■ Text under study ■
BEGIN

However, going forward, we expect higher ePV contract manufacturing and the recognition of PLI benefits in subsidiaries will impact standalone auto business margins in the near to medium term, as the company continues to expand its EV portfolio.
This should improve the financials of the EV subsidiaries. We value the company on a SOTP basis, valuing the core business at 21x Sep-27 EPS for a target price of Rs 4,092; and maintain an Add rating.
Indian Hotels - Long-term outlook strong despite short-term headwinds
Indian Hotels Company Ltd.’s Q2 FY26 performance was relatively soft as the hotel sector faced headwinds such as excessive rainfall in key locations, landslides in hilly areas, geopolitical conflicts-led slow domestic demand, and slowdown in airline traffic.
Higher number of auspicious wedding days in the base quarter Q2 FY25 resulted in a modest 12% YoY revenue growth. Soft high single digit RevPAR growth was mainly led by modest average room rate increase, whereas occupancy remained high at ~75%.
Amid extraordinarily strong occupancy rates (75- 84%), YoY RevPAR growth remained muted for Delhi, Mumbai, and Goa whereas it was strong for Bengaluru, Kolkata, and Hyderabad. This can be attributed to lower hotel availability as renovation was carried out in H1 FY26 in key hotels in Mumbai, New Delhi, and Goa.
Upcoming MICE activities such as Aviation event Wings India, AI Impact summit, ICC Men’s T20 world cup, planned medical conferences, music concerts, and wedding season are expected to revive hotel demand in H2 FY26.
Further, long-term hotel supply growth of 7% during FY25-30E is estimated to lag demand growth of ~10%+ in key locations, leading to sustained high occupancy and healthy ARR growth.
We have built in ~20% Ebitda growth during FY25-27E, led by double-digit RevPAR growth and operating leverage. Accordingly, we have maintained our estimates for FY26E and FY27E.
Furthermore, due to rich valuation, we maintain our Reduce rating with an EV/Ebitda multiple of 25xFY27E and an unchanged target price of Rs 725.

END

■ Listed entries ■
BEGIN

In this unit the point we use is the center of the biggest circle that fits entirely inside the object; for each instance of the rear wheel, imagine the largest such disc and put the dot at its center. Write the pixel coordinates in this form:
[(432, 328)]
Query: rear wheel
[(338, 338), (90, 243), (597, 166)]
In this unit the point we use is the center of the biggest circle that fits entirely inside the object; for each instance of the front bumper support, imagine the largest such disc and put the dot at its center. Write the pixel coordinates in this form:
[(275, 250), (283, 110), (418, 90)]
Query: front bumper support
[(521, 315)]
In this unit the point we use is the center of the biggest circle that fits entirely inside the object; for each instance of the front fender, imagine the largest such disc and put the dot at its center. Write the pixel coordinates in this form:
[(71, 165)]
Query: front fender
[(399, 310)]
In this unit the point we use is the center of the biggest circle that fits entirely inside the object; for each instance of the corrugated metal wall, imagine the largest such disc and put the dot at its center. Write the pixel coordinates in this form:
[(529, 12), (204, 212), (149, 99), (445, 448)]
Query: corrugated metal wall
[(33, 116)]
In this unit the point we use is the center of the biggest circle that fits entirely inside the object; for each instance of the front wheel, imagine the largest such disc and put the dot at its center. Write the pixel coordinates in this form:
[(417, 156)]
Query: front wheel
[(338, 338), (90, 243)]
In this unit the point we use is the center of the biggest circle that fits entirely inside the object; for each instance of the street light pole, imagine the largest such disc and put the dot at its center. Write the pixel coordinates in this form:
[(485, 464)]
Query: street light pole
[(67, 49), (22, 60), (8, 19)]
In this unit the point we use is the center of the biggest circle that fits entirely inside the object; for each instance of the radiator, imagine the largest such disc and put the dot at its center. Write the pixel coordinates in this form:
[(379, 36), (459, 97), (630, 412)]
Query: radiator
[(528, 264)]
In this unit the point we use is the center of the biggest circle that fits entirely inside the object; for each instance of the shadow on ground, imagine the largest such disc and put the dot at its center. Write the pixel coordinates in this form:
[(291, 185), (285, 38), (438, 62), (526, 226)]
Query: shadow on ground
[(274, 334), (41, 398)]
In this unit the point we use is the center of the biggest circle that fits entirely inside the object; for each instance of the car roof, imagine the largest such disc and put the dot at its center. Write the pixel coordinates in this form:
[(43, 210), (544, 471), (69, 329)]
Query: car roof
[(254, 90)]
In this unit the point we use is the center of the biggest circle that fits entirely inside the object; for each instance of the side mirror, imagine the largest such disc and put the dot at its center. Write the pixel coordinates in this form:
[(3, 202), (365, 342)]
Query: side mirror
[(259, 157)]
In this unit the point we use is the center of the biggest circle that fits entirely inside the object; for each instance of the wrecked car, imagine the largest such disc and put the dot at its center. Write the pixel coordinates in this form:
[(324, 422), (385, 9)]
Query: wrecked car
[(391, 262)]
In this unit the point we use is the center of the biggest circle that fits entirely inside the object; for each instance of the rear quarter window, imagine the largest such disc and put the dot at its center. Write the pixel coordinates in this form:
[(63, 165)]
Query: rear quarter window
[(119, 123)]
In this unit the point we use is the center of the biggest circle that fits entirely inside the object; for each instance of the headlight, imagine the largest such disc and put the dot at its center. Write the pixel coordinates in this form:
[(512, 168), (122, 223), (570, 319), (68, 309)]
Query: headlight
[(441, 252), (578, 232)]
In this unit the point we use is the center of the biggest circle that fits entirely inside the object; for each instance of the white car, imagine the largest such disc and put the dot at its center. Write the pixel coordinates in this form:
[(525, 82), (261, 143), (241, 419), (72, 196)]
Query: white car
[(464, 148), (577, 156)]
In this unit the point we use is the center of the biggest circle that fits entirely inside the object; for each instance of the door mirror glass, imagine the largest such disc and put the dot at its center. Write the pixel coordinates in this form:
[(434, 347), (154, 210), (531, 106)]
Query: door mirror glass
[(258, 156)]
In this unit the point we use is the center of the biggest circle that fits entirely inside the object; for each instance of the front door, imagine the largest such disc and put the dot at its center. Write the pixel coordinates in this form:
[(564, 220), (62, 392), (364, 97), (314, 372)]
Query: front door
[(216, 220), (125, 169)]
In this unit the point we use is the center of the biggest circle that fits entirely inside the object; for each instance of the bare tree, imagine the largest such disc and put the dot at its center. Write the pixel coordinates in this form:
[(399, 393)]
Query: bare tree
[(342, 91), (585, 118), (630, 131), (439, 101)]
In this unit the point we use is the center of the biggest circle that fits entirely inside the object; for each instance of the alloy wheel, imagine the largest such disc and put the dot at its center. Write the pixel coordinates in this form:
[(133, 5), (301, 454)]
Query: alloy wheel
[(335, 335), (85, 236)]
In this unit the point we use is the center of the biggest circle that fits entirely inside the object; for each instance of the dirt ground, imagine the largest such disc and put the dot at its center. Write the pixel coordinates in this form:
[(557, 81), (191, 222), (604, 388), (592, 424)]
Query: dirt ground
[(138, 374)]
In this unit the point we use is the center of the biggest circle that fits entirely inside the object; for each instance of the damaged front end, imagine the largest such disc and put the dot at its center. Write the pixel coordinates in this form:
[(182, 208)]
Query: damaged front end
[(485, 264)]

END

■ Questions to answer ■
- a) Can you summarize the stock research text in two sentences?
- b) Can you continue the stock research text past its final sentence?
None of the material is needed here.

■ Answers in order ■
- a) Higher ePV contract manufacturing and PLI benefits recognized in subsidiaries are expected to impact the auto company's standalone margins, and the stock keeps an Add rating with a SOTP-based target price of Rs 4,092. Indian Hotels posted a soft Q2 FY26 with 12% YoY revenue growth amid weather, geopolitical and airline-traffic headwinds; upcoming events in H2 FY26 and supply lagging demand support its outlook, but rich valuation keeps a Reduce rating with a target price of Rs 725.

- b)
Motherson Sumi Wiring - India Good presence in new model launches is aiding growth
Motherson Sumi Wiring India Ltd.’s Q2 FY26 Ebitda margin at 10.13% declined by 60 bps YoY but improved 33 bps QoQ. It was in line with our estimate of 10.16%, though it missed the Bloomberg consensus estimate of 10.31%.
After adjusting for the financials of the greenfield plants, the adjusted Ebitda margin stood at 12.7% (up almost 92bps QoQ). We believe that as the new greenfield facilities ramp up, they will add to revenue growth, deliver greater economies of scale, and improve operating leverage.
This expansion will also help the company secure additional business, including opportunities for high-voltage EV wiring harnesses, whose total content is 1.5-1.7x greater than that of an ICE wiring harness.
Additionally, the continuing auto industry trends toward more feature-rich vehicles augur well for the company as this will further increase the content per vehicle.
The company is an indirect beneficiary of the GST rate rationalization as OEM customers are witnessing good demand. However, higher copper prices could further impact the gross margin in the near term.
We value Motherson Sumi Wiring India at 29x Sep-27 EPS for a target price of Rs 47; and maintain our Add rating.